__Kutipan Halaman__.

((

Keluarga dari pahlawan yang gugur saat perang melakukan ziarah ke Taman Makam Pahlawan Margarana, Tabanan pada Minggu (20/11/2022). (BP/Dokumen)

DENPASAR, BALIPOST.com – Di balik pesonanya yang indah, Bali pernah mengalami masa-masa kelam karena perang dalam memperjuangkan dan mempertahankan kemerdekaan.

Dilansir dari berbagai sumber, berikut adalah peristiwa peperangan yang pernah terjadi di Bali:

1. Perang Bali

Dalam upaya Belanda untuk menguasai Nusantara, Perang Bali dimulai pada 1846. Konflik ini terjadi karena raja-raja Bali, terutama Raja Buleleng, tidak puas dengan perjanjian dengan Belanda pada tahun 1841 dan 1843.

))

__Daftar Item__.
((

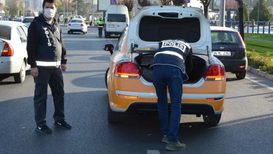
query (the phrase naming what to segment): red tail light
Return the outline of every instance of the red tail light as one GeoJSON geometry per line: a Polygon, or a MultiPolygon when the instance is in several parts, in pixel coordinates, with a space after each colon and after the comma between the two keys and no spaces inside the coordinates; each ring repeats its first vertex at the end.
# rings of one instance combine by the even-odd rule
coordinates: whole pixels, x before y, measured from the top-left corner
{"type": "Polygon", "coordinates": [[[240,35],[240,33],[239,32],[237,31],[237,34],[238,34],[238,36],[239,36],[239,37],[240,37],[240,39],[241,40],[241,42],[242,42],[242,44],[243,45],[243,48],[244,48],[244,51],[245,52],[246,52],[246,50],[245,48],[245,42],[244,42],[244,40],[243,40],[241,36],[241,35],[240,35]]]}
{"type": "Polygon", "coordinates": [[[205,80],[207,81],[218,81],[225,79],[225,68],[218,65],[212,65],[209,67],[205,75],[205,80]]]}
{"type": "Polygon", "coordinates": [[[115,66],[114,75],[116,77],[138,79],[140,77],[138,69],[133,63],[122,62],[115,66]]]}
{"type": "Polygon", "coordinates": [[[2,52],[1,56],[13,56],[13,48],[9,43],[7,42],[5,44],[2,52]]]}

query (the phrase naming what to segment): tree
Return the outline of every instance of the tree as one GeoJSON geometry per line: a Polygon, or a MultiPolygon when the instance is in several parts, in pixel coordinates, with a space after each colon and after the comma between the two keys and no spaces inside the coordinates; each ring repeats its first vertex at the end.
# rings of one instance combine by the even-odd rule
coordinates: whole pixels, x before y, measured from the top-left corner
{"type": "Polygon", "coordinates": [[[134,0],[123,0],[123,2],[124,5],[128,8],[128,12],[131,12],[135,6],[135,1],[134,0]]]}
{"type": "Polygon", "coordinates": [[[244,2],[243,0],[235,0],[238,2],[239,4],[239,8],[238,11],[239,12],[239,29],[240,30],[240,34],[241,35],[243,40],[245,40],[244,31],[244,2]]]}
{"type": "MultiPolygon", "coordinates": [[[[259,11],[259,21],[268,21],[271,19],[272,15],[265,4],[265,0],[260,0],[259,11]]],[[[258,10],[259,3],[257,2],[253,10],[249,14],[249,18],[258,21],[258,10]]]]}
{"type": "Polygon", "coordinates": [[[138,5],[141,7],[152,5],[150,0],[137,0],[138,5]]]}
{"type": "Polygon", "coordinates": [[[160,0],[160,5],[170,5],[171,4],[172,0],[160,0]]]}
{"type": "Polygon", "coordinates": [[[184,0],[172,0],[173,4],[175,6],[182,6],[185,3],[184,0]]]}
{"type": "Polygon", "coordinates": [[[204,8],[204,14],[206,18],[207,19],[209,14],[209,5],[210,3],[210,0],[197,0],[200,1],[200,3],[203,4],[204,8]]]}
{"type": "MultiPolygon", "coordinates": [[[[243,7],[244,7],[244,13],[243,18],[244,19],[244,21],[247,21],[248,19],[248,10],[247,7],[247,5],[245,4],[245,3],[244,3],[243,7]]],[[[235,16],[234,17],[234,19],[236,21],[239,21],[239,12],[236,11],[235,15],[235,16]]]]}

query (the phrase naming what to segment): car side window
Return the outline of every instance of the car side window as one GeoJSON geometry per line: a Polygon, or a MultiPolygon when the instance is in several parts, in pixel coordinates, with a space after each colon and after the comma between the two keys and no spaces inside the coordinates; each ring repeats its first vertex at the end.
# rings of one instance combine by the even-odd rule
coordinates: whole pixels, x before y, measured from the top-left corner
{"type": "Polygon", "coordinates": [[[124,31],[120,34],[120,37],[117,43],[117,46],[116,46],[116,48],[115,49],[115,51],[119,50],[119,49],[120,45],[122,43],[122,40],[123,40],[123,38],[125,36],[125,32],[124,31]]]}
{"type": "Polygon", "coordinates": [[[16,30],[18,33],[18,34],[20,37],[20,39],[22,43],[26,42],[27,41],[26,35],[20,26],[18,26],[16,30]]]}

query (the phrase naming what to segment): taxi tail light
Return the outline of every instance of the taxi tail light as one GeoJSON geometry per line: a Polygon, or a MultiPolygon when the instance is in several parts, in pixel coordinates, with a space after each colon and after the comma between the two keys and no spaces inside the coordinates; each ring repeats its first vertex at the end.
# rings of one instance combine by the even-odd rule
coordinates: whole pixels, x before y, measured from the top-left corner
{"type": "Polygon", "coordinates": [[[225,79],[225,68],[219,65],[209,66],[205,75],[204,79],[207,81],[219,81],[225,79]]]}
{"type": "Polygon", "coordinates": [[[1,56],[13,56],[14,53],[13,48],[11,45],[6,42],[5,44],[1,56]]]}
{"type": "Polygon", "coordinates": [[[117,77],[139,79],[140,75],[138,69],[133,63],[122,62],[117,65],[114,69],[114,75],[117,77]]]}
{"type": "Polygon", "coordinates": [[[244,51],[245,52],[246,52],[247,50],[245,48],[245,42],[244,42],[244,40],[243,40],[243,38],[242,38],[242,37],[241,36],[241,35],[240,34],[240,33],[239,33],[239,32],[237,31],[237,34],[238,34],[238,36],[240,38],[240,39],[241,40],[241,42],[242,42],[242,44],[243,45],[243,48],[244,49],[244,51]]]}

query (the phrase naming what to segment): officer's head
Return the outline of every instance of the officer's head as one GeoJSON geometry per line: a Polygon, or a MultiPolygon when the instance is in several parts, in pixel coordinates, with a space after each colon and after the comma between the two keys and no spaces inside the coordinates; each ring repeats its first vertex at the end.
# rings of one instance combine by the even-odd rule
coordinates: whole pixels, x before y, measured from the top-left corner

))

Tuliskan lanjutan artikel tentang perang di Bali, dimulai setelah kalimat terakhir yang ada. Item-item ini adalah bahan tersendiri, terpisah dari artikel tentang perang di Bali.

Salah satu isu utama adalah hak Tawan Karang, yang memungkinkan raja untuk mengambil kapal yang karam di pantai sebagai milik mereka.

Belanda mengirimkan pasukan besar ke Bali. Setelah mengabaikan beberapa ultimatum, mereka menyerang Buleleng.

Meskipun Raja Buleleng dan pasukannya bertahan, mereka kalah karena senjata Belanda lebih kuat. Akhirnya, ibu kota Buleleng, Singaraja, jatuh ke tangan Belanda.

2. Perang Jagaraga

Setelah Perang Bali I, konflik antara Belanda dan kerajaan Bali berlanjut. Ini menyebabkan Perang Jagaraga, terjadi dari 1848 hingga 1849.

Baca juga:  Juli 2021, Jumlah WNA di Bali Bertambah Ribuan Orang Dibandingkan Sebulan Sebelumnya

Selama konflik ini, pasukan Bali yang dipimpin oleh I Gusti Ketut Jelantik yang berusaha melindungi Tawan Karang.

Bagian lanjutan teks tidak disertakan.